REQUIREMENTS
Can you rewrite the records from the line holding "target: wooden background" through the end of the records, inclusive, as a Markdown table with columns "Row" and "Line", leaving out blank lines?

RECORDS
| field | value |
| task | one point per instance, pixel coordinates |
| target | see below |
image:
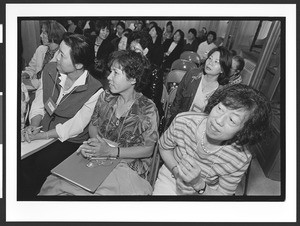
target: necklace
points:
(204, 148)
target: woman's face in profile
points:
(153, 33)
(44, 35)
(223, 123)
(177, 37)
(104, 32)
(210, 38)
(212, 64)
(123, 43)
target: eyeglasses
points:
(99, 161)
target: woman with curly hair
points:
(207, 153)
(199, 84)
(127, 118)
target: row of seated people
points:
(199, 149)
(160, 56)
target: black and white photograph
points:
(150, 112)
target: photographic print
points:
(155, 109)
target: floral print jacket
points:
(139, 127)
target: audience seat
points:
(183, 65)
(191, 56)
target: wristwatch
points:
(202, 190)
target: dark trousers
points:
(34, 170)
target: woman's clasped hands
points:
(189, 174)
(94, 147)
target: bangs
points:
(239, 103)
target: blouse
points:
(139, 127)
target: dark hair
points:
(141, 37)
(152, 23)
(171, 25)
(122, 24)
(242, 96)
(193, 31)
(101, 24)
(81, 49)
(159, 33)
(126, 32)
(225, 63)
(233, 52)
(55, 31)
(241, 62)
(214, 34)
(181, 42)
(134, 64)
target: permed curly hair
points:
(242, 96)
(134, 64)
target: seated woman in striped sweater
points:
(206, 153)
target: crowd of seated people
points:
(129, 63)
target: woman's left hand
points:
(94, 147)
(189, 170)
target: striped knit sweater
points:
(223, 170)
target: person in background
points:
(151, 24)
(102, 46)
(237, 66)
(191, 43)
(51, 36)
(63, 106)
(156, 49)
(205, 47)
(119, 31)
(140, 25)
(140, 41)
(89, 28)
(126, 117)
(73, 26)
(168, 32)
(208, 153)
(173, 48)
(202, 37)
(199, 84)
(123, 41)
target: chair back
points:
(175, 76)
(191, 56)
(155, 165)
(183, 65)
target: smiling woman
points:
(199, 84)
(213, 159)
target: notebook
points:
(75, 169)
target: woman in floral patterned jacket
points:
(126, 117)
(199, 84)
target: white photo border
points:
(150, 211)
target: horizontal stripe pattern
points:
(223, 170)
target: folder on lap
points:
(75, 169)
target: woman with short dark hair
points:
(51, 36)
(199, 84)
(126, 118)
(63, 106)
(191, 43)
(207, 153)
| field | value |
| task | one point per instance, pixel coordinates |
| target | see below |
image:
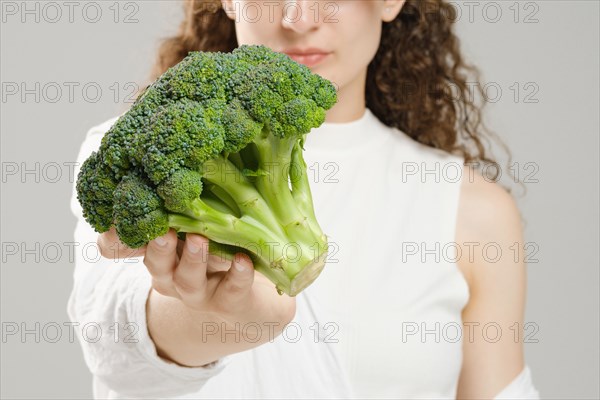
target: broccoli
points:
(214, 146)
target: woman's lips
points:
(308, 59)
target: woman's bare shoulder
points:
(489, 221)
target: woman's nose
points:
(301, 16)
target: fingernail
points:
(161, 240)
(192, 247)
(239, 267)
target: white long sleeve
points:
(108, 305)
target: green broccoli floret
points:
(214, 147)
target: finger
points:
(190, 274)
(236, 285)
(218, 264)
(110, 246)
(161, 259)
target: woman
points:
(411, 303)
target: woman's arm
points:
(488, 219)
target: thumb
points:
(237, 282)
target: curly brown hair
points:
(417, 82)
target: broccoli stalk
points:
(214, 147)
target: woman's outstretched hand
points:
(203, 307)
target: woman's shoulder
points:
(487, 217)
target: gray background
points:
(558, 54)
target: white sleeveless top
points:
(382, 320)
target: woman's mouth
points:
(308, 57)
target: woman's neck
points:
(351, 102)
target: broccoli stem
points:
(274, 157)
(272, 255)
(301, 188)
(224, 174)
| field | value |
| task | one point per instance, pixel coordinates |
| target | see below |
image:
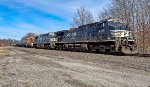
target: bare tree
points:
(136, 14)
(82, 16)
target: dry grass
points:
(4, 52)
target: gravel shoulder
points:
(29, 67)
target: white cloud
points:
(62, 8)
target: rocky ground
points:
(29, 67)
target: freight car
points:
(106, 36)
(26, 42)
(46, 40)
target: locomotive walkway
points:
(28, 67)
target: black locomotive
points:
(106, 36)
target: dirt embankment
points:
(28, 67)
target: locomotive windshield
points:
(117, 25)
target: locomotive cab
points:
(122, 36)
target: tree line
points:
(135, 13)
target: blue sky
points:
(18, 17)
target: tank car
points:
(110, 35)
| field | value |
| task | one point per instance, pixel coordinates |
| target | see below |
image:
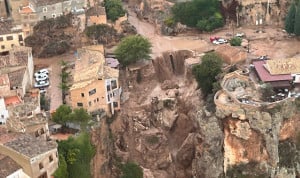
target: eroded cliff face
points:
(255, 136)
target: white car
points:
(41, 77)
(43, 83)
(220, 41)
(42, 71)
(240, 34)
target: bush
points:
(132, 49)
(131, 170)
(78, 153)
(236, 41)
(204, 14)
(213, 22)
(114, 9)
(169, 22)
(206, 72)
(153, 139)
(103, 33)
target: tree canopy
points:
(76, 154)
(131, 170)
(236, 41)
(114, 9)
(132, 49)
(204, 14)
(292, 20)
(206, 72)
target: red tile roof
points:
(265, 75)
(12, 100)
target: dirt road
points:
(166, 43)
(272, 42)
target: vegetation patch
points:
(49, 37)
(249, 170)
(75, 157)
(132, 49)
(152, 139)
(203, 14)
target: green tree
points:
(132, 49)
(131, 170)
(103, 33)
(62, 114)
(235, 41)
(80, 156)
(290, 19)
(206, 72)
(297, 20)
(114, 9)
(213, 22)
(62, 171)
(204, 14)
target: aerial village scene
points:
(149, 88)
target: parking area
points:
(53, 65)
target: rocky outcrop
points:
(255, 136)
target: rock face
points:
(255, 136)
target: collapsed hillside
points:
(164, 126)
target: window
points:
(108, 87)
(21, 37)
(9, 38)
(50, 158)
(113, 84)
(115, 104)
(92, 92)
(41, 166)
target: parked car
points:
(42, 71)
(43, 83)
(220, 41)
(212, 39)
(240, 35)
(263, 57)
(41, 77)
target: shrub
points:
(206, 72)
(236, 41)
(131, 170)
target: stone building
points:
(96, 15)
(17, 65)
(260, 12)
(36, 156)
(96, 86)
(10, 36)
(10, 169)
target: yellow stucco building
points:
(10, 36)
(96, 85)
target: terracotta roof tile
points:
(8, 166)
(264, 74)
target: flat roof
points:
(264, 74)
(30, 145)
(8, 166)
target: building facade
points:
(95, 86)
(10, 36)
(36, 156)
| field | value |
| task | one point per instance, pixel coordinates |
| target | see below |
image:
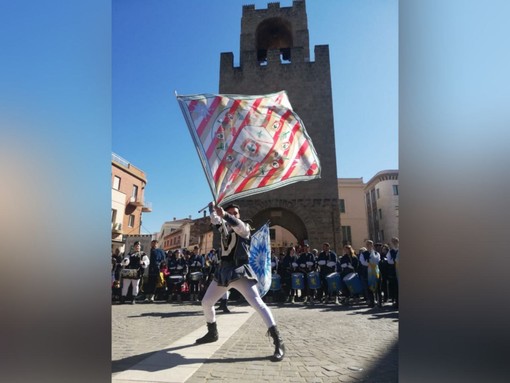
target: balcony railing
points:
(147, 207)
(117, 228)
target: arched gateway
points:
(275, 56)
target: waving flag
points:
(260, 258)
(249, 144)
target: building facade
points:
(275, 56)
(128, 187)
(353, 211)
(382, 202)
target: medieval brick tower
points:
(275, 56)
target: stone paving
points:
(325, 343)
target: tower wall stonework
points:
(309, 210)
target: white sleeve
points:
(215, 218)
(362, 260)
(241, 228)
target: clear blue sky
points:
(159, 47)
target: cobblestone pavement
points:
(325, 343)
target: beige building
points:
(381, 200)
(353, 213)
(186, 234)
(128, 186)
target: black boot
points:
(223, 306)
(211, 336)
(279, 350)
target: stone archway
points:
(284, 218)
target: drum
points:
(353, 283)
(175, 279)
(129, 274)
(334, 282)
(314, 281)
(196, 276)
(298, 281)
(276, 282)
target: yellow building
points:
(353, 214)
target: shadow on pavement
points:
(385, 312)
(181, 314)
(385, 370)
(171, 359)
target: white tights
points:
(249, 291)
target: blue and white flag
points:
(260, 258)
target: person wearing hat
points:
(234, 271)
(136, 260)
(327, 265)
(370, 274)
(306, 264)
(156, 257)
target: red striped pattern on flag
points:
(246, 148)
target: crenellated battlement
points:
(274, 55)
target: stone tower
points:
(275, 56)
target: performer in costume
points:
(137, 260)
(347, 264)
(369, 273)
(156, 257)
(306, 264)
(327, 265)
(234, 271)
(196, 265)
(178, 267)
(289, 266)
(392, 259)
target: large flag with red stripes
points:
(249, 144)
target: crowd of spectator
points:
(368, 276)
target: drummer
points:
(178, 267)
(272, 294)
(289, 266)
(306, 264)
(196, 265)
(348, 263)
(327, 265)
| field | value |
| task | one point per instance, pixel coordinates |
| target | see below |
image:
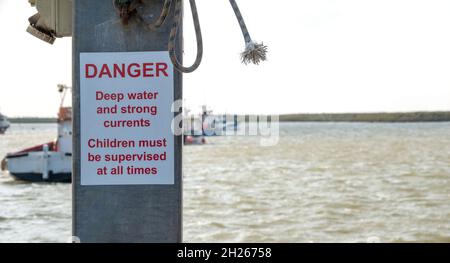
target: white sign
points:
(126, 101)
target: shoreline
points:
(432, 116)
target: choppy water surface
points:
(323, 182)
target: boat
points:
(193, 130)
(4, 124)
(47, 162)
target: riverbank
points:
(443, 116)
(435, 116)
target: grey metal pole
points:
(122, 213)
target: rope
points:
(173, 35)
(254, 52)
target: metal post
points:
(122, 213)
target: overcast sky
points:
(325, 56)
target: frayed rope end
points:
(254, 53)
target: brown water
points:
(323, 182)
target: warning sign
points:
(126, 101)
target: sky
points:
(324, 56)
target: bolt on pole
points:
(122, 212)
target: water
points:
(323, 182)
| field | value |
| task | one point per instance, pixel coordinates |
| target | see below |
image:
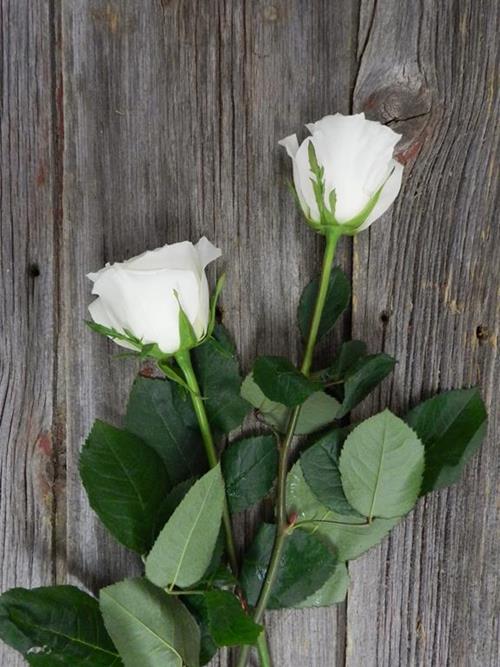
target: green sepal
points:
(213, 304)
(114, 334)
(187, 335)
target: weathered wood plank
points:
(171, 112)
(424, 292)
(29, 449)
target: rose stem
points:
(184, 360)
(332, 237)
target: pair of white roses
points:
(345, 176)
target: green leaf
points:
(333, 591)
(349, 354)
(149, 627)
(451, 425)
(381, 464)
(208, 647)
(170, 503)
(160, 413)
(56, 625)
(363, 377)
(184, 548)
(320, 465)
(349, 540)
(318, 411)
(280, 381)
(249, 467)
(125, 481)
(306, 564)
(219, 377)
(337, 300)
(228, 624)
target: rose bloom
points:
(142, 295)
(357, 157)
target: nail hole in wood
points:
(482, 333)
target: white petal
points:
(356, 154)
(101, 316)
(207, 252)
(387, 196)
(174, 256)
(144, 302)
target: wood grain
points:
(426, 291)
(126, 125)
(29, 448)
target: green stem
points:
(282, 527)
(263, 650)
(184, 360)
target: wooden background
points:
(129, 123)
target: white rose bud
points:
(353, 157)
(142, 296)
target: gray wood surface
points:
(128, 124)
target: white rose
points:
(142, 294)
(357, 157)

WRITTEN SOLUTION
| Row | Line |
|---|---|
| 1 | target: wooden background |
| 2 | points: |
| 3 | (129, 123) |
| 4 | target: white rose bud |
| 5 | points: |
| 6 | (353, 157) |
| 7 | (142, 296) |
| 8 | target: gray wood surface |
| 9 | points: |
| 10 | (128, 124) |
| 11 | target: white rose |
| 12 | points: |
| 13 | (142, 294) |
| 14 | (357, 157) |